◆ **WHAT IS EXPECTED**
Rewrite the entries below, changing "stone slab" to "flat rock" and leaving everything else as it is.

◆ **Point-based annotation data**
• • • • • • •
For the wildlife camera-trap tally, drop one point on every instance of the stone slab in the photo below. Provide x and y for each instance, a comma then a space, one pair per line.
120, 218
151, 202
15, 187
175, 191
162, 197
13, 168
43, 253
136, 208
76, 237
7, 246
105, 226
• • • • • • •
◆ **TASK ANSWER**
For the wildlife camera-trap tally, drop one point on every instance of the flat rock in the photo below. Provide x and y for each instance, a comma then a space, one pair per line.
120, 218
151, 202
15, 187
175, 191
162, 197
13, 168
43, 253
136, 208
76, 237
7, 246
105, 226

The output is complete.